TASK DETAILS: Identify each line of the records below that contains the word "tower", and copy every such line in full.

INFORMATION PROVIDED:
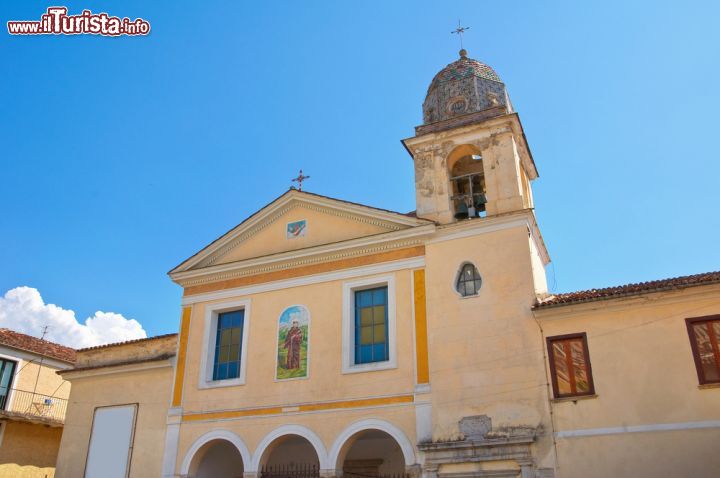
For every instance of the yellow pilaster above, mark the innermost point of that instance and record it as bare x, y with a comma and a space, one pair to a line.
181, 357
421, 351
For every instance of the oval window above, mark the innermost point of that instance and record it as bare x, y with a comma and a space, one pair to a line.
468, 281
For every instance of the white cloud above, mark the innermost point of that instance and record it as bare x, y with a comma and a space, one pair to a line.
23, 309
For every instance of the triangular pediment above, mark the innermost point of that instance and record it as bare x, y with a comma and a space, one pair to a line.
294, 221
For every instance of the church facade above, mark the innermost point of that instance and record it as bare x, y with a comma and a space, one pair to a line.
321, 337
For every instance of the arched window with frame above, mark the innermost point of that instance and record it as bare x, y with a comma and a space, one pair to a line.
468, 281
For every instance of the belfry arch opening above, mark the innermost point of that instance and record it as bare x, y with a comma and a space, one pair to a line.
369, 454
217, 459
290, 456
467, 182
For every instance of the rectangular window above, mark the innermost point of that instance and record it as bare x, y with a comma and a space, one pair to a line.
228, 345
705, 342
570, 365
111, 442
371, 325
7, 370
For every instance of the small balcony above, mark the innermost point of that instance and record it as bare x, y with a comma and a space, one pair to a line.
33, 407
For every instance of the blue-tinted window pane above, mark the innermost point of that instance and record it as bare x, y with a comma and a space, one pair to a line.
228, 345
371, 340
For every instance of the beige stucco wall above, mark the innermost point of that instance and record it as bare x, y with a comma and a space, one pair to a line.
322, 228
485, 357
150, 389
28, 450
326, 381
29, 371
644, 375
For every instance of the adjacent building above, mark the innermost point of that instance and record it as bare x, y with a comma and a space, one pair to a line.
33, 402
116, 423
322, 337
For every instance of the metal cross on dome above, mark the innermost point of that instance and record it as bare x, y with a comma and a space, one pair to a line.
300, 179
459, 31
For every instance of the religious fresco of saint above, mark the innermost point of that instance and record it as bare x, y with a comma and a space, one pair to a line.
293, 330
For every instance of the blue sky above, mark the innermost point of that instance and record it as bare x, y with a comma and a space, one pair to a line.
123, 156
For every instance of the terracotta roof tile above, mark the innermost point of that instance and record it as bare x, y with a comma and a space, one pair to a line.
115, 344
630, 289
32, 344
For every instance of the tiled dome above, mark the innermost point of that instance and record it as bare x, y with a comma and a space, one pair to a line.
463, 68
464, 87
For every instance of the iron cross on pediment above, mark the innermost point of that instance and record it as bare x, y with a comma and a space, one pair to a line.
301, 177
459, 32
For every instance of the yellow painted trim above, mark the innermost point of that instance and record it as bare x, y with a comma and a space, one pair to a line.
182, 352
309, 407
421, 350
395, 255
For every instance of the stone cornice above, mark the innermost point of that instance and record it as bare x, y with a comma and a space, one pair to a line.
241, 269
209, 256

==

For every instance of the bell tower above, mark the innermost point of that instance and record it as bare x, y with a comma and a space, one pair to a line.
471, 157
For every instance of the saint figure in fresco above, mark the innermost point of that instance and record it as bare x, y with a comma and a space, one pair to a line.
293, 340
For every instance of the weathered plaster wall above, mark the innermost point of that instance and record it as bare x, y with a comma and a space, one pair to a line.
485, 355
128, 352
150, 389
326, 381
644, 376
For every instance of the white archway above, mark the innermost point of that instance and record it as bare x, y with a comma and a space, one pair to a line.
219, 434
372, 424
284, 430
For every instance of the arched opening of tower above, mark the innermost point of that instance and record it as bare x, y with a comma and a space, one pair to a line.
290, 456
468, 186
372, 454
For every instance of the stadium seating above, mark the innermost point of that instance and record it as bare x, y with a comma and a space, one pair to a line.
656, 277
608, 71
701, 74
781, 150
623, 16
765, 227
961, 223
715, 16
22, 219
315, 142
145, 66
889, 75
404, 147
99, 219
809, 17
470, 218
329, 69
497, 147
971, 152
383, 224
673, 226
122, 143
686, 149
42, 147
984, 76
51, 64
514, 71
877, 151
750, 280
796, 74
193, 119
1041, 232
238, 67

SOLUTION TO THE PROBLEM:
For every instance of the bell tower above, mark the innermost point of that instance and record it as bare x, y with a comma and a space, one pair to a line.
For every instance of the arched opening of tower above, mark the innermost point of that instance and record it as bare x, y with a comma and a space, one pair to a line.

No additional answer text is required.